Data records
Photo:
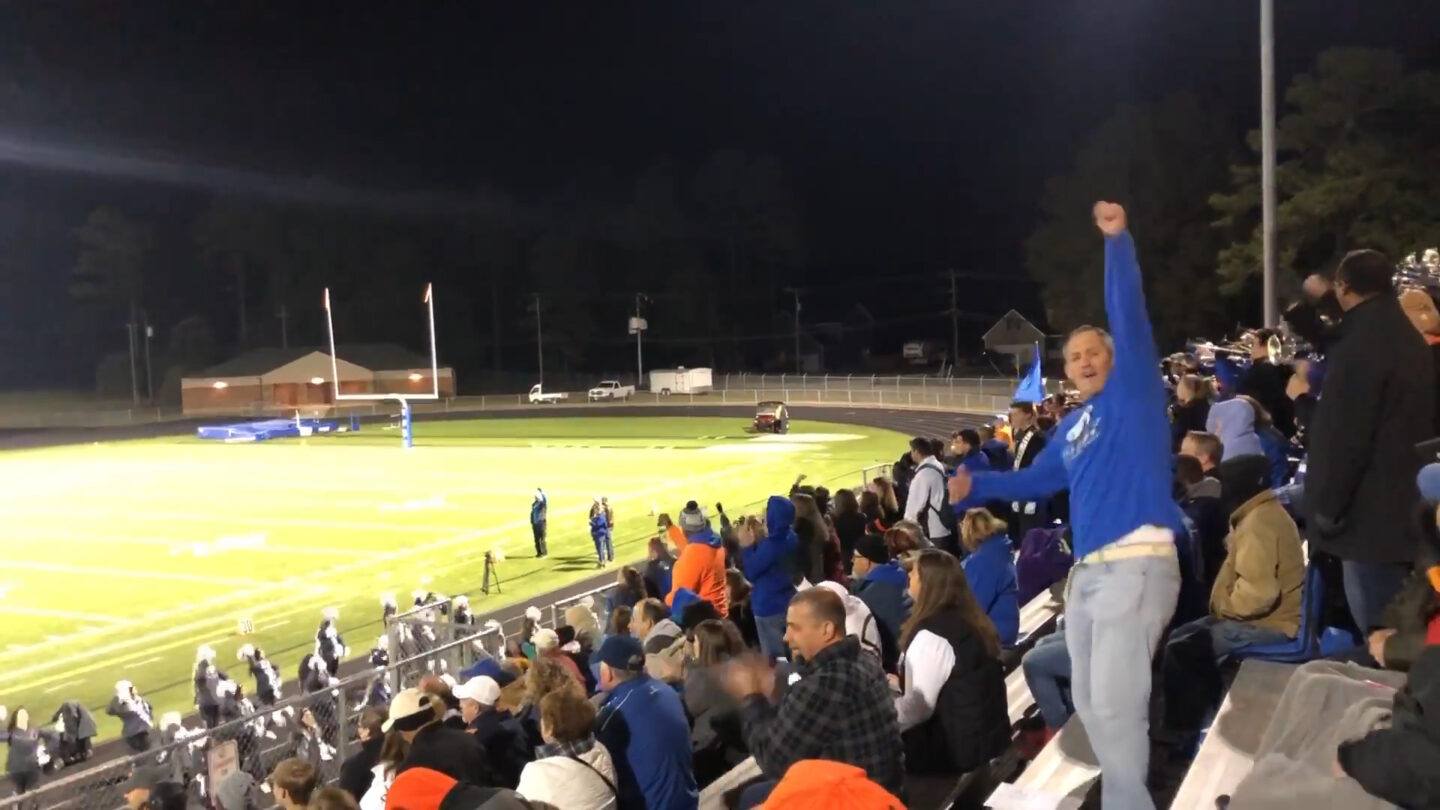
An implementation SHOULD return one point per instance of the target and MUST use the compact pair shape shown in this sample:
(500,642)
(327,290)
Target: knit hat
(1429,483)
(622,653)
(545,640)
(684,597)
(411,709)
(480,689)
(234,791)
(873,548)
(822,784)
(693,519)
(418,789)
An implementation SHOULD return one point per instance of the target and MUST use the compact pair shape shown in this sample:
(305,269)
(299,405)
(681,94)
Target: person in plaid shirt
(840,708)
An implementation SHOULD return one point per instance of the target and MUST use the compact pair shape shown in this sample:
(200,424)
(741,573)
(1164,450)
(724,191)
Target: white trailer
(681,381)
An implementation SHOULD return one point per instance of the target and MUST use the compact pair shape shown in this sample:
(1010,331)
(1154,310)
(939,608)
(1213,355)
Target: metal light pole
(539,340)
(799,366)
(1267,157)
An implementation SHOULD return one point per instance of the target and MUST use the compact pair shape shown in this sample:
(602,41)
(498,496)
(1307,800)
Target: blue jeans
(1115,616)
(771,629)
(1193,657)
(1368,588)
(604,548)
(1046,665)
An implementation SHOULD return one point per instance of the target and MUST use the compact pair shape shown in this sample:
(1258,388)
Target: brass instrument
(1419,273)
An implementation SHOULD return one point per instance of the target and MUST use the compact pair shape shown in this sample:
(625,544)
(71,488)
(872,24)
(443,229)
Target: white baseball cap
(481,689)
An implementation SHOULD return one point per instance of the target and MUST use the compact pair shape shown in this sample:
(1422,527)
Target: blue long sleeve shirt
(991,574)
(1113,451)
---
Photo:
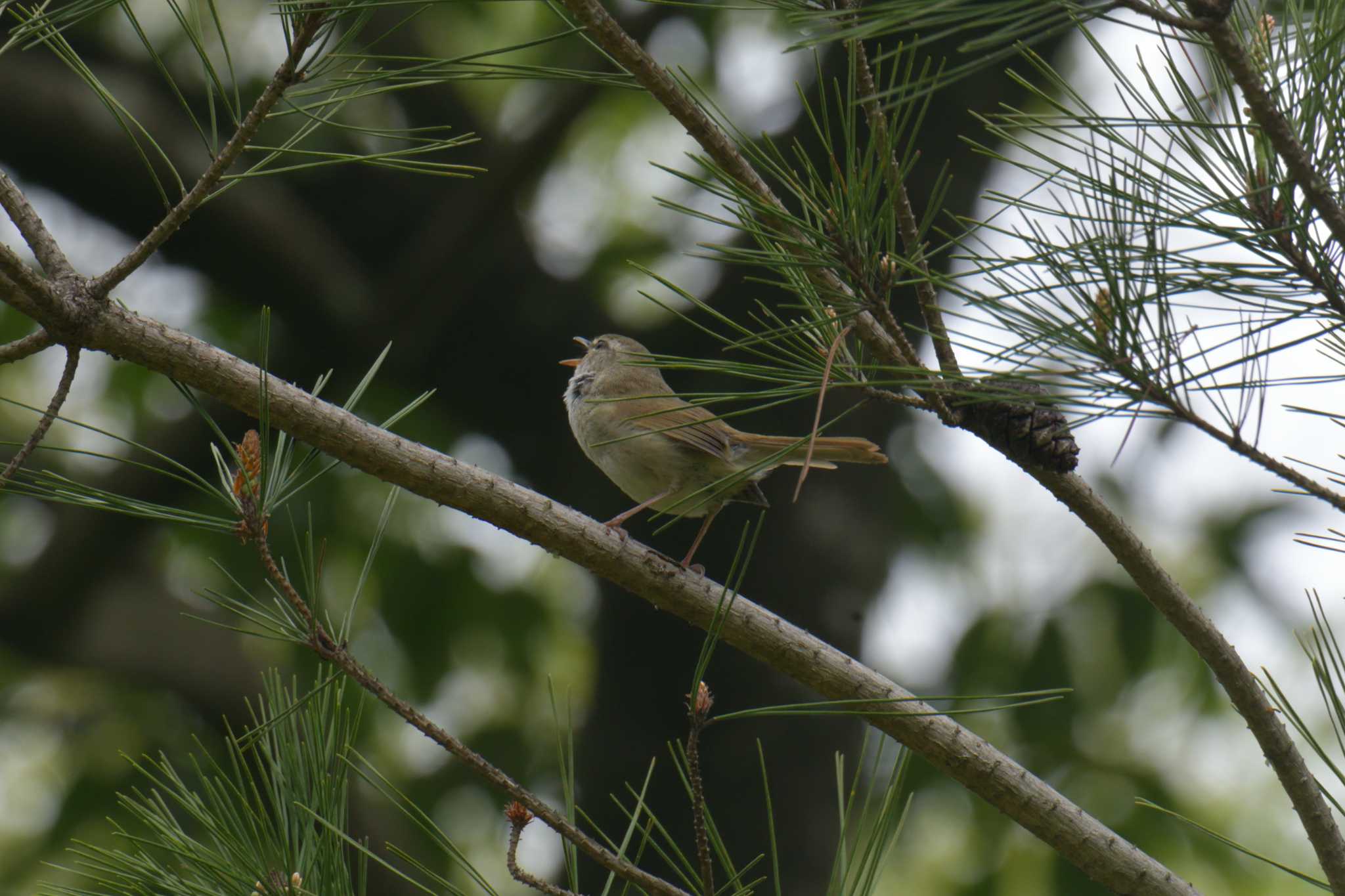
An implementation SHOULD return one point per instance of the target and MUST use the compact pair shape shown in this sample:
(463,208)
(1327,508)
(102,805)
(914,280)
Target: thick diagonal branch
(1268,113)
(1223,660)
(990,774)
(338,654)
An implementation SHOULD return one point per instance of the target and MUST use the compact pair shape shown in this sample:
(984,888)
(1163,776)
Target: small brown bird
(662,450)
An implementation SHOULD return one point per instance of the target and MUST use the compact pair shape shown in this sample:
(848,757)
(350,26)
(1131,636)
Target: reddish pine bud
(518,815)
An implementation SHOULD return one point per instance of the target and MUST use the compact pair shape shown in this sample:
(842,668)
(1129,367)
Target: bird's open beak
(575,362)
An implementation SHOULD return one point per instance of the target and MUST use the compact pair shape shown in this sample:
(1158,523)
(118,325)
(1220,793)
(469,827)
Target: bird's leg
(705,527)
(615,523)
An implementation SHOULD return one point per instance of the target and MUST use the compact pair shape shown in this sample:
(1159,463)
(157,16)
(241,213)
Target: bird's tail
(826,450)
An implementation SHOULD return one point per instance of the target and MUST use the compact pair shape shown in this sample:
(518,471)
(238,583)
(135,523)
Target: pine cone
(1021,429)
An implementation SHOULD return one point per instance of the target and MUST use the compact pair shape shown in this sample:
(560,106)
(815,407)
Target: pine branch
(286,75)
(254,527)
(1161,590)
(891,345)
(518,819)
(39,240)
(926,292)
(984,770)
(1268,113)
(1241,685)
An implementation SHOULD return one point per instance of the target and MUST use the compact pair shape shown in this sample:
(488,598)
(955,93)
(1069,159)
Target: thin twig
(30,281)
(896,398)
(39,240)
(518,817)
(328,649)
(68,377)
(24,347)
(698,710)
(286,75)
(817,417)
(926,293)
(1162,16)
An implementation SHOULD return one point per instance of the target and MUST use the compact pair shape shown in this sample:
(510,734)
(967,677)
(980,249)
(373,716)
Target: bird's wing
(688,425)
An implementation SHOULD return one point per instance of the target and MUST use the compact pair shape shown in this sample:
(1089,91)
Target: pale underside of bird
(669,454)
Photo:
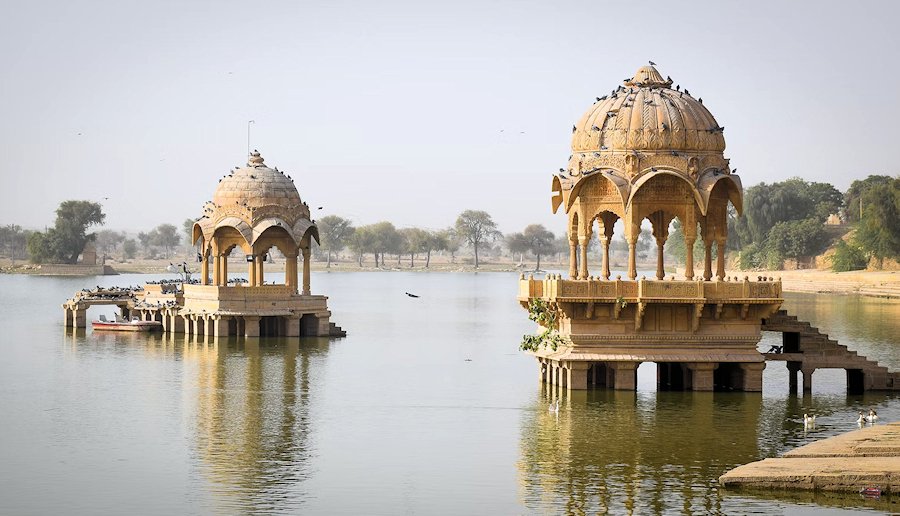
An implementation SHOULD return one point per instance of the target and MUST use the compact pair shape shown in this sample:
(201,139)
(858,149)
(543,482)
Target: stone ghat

EXERCISE BRIEF:
Would you output the lines above from the line holding "Target: pale underside of bird" up to and including the line holding "Target: stone ghat", exactly and only those, with no pictures?

ANSWER SPACE:
Target: pale underside of bird
(669,454)
Photo:
An implementation SHOULD return one point per instance of the target and MUST use the compact pair shape shown in this sample:
(201,139)
(858,149)
(543,482)
Target: stone ghat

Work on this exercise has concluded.